> What you need to do
Which lines in the entries below contain the word "kicking"? Find and copy every such line, treating uppercase and lowercase as different.

> Given information

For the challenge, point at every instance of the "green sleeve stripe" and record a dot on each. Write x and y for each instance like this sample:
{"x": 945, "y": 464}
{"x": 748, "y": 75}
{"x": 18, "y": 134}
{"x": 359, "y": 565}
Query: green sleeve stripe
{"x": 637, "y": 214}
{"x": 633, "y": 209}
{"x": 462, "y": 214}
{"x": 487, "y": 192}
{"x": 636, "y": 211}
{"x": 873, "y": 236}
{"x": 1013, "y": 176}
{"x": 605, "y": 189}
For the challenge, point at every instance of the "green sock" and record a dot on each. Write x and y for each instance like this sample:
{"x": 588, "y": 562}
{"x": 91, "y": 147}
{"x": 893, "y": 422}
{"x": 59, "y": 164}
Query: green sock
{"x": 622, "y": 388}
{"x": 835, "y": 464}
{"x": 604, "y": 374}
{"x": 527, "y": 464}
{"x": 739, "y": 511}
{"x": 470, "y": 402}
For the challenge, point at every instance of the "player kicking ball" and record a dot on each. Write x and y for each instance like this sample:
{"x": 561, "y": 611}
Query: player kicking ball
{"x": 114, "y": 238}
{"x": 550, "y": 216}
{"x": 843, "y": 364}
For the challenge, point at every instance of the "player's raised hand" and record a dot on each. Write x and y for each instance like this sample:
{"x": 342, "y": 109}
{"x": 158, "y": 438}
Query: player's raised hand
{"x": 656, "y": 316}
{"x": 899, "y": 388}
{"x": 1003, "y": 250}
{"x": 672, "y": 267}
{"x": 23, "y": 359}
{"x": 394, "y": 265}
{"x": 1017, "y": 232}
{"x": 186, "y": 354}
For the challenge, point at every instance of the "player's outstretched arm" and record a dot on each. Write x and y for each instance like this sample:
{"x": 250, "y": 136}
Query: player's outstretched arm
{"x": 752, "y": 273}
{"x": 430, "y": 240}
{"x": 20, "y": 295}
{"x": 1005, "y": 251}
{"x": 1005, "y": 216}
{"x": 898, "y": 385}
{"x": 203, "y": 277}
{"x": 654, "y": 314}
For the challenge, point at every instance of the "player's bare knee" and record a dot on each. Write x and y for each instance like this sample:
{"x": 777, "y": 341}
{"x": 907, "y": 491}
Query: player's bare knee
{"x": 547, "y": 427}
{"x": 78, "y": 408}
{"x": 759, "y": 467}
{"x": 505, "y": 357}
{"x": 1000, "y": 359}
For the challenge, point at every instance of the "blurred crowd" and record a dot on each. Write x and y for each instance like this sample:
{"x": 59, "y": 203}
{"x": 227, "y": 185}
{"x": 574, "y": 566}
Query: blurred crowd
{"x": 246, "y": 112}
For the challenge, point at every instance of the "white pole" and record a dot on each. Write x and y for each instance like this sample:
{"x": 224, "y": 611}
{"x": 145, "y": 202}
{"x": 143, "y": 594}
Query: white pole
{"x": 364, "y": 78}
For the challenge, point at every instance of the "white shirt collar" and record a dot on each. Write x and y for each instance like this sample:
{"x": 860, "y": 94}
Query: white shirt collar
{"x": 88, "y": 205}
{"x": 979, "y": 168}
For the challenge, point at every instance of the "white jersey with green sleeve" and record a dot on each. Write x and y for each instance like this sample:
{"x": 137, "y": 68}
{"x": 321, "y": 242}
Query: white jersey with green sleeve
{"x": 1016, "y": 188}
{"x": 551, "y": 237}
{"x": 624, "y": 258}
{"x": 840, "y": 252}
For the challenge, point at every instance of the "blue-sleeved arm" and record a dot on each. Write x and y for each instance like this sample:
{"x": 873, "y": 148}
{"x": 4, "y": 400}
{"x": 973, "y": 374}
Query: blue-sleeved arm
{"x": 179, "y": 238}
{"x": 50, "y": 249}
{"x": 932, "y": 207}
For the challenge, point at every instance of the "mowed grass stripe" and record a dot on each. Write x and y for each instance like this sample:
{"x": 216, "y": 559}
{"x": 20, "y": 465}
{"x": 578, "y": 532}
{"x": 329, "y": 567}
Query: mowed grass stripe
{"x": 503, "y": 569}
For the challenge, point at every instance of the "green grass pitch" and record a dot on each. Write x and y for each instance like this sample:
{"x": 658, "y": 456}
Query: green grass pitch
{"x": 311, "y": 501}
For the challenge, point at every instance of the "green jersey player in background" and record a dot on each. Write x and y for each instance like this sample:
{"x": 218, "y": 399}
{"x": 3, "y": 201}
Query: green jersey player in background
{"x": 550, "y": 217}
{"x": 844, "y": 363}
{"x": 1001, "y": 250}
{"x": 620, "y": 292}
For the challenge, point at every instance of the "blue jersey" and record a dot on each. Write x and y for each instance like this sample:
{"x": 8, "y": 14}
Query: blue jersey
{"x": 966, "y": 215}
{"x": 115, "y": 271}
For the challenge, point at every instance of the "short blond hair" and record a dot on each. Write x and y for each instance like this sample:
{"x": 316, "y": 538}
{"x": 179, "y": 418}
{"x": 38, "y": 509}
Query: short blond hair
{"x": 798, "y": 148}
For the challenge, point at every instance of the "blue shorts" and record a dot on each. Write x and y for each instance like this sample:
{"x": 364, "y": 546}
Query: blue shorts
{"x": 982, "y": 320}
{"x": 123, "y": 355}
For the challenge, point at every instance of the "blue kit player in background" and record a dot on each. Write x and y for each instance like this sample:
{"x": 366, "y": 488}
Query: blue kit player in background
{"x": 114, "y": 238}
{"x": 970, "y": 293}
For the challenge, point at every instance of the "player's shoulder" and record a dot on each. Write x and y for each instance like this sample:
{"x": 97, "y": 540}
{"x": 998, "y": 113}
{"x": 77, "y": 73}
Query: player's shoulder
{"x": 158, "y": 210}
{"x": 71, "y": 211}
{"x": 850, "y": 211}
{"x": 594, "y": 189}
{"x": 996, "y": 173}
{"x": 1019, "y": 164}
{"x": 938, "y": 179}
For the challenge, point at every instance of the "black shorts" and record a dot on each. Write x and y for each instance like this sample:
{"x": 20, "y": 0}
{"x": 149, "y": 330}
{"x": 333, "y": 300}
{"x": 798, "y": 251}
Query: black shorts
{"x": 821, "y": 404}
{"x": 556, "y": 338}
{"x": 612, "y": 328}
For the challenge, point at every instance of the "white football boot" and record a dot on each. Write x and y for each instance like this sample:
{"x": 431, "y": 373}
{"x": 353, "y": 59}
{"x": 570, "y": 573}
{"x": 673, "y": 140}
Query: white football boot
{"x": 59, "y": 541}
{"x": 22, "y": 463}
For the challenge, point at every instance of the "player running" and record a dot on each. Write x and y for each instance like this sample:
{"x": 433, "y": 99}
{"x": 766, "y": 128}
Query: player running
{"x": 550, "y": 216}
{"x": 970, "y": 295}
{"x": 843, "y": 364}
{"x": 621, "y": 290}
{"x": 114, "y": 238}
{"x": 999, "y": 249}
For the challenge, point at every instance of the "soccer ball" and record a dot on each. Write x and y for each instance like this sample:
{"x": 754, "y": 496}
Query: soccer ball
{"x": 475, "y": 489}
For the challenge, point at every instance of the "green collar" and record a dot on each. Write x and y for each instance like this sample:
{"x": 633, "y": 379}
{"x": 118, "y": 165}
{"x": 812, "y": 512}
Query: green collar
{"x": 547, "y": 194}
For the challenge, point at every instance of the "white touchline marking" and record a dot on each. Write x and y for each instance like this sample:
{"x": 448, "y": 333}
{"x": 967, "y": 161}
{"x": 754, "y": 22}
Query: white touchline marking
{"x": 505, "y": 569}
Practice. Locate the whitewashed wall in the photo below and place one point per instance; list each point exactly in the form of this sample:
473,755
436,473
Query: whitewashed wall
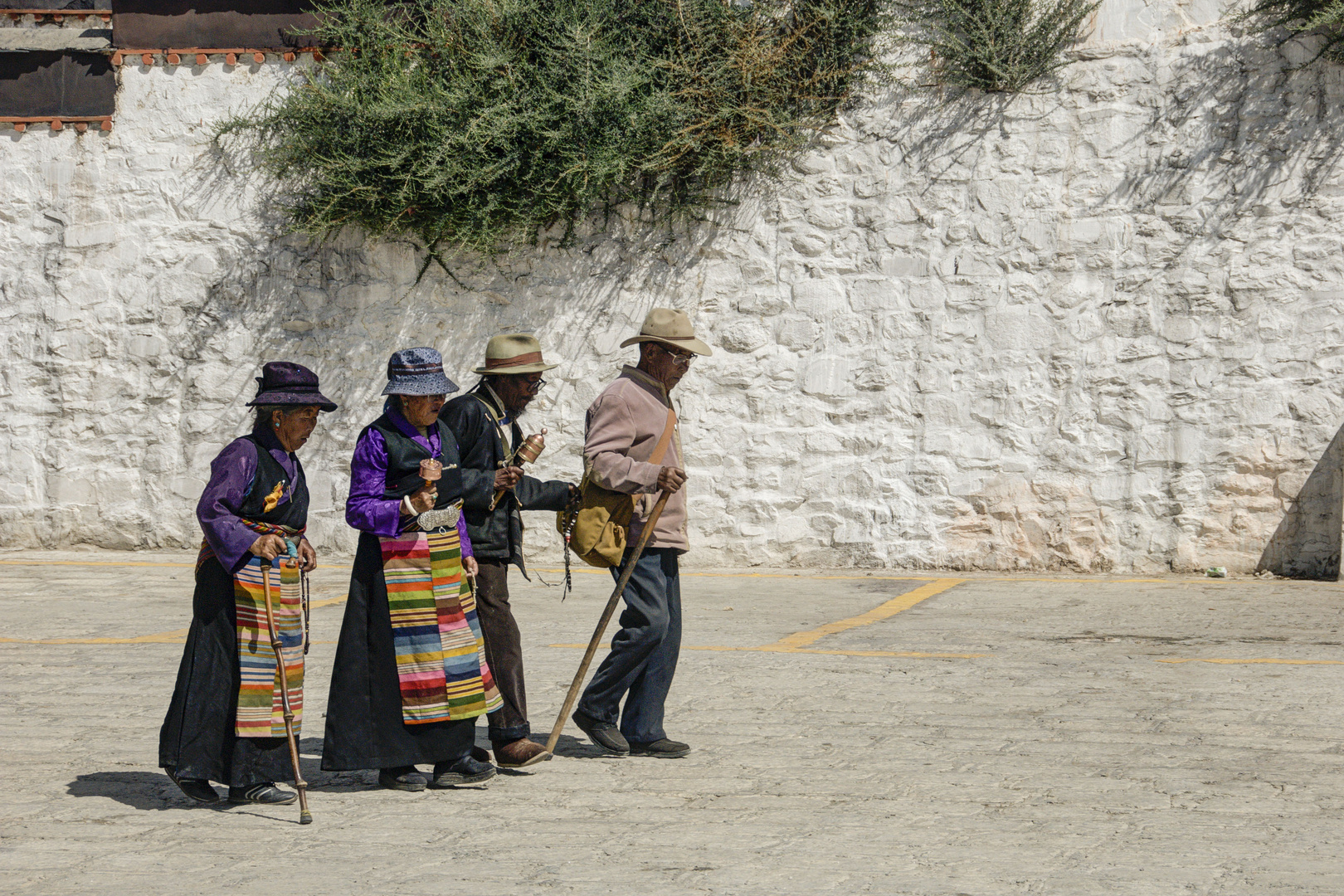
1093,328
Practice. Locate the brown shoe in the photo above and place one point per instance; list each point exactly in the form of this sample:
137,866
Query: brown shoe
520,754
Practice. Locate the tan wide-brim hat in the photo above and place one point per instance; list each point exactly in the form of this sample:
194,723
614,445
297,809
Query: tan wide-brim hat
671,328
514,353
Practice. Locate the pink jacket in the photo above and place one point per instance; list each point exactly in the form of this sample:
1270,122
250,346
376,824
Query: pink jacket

--

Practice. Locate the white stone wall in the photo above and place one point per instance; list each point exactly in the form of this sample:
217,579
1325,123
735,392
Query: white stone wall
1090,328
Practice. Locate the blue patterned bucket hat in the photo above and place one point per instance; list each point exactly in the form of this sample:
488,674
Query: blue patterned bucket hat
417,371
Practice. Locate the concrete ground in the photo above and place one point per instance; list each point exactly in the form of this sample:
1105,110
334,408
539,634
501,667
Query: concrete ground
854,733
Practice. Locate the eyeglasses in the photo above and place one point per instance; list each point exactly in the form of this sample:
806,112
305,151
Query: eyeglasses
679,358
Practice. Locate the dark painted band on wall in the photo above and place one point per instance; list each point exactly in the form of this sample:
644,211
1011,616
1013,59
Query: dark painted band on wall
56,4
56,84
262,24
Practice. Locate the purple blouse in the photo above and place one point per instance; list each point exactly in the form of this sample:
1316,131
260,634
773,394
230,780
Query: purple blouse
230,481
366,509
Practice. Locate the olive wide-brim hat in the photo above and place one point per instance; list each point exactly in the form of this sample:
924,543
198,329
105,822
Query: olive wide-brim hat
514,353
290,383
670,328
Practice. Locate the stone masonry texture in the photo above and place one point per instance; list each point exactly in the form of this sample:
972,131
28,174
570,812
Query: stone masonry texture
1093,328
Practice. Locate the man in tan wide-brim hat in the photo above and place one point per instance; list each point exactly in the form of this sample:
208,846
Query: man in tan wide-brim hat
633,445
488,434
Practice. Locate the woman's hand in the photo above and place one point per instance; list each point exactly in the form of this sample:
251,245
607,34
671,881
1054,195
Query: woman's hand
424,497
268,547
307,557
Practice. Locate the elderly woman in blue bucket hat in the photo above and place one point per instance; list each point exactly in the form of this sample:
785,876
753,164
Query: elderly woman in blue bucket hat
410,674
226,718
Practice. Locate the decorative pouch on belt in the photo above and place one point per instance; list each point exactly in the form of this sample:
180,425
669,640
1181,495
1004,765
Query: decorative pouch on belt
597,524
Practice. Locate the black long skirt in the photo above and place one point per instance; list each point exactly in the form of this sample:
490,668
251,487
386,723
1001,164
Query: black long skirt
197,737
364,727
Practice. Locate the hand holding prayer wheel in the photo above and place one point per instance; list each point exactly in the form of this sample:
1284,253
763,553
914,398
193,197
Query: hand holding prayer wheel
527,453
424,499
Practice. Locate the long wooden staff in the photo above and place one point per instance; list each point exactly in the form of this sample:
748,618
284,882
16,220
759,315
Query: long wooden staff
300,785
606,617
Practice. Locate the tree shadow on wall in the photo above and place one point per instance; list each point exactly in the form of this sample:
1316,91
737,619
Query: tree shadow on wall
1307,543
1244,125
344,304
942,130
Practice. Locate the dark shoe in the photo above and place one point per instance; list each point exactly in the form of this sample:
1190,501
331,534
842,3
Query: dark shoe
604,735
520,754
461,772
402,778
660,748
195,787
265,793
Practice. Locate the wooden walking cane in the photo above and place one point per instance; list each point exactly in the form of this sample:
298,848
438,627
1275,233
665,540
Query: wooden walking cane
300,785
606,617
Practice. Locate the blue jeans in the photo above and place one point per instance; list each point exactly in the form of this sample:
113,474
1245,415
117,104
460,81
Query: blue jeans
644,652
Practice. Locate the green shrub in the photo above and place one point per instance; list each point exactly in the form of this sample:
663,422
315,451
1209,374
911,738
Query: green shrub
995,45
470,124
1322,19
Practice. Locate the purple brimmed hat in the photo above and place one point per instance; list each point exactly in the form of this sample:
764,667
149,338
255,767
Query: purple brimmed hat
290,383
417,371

> The output
For the challenge, point at every instance of the "player kicking ball" and record a dot on each. Write x and y for each instance like this sample:
Query: player kicking ball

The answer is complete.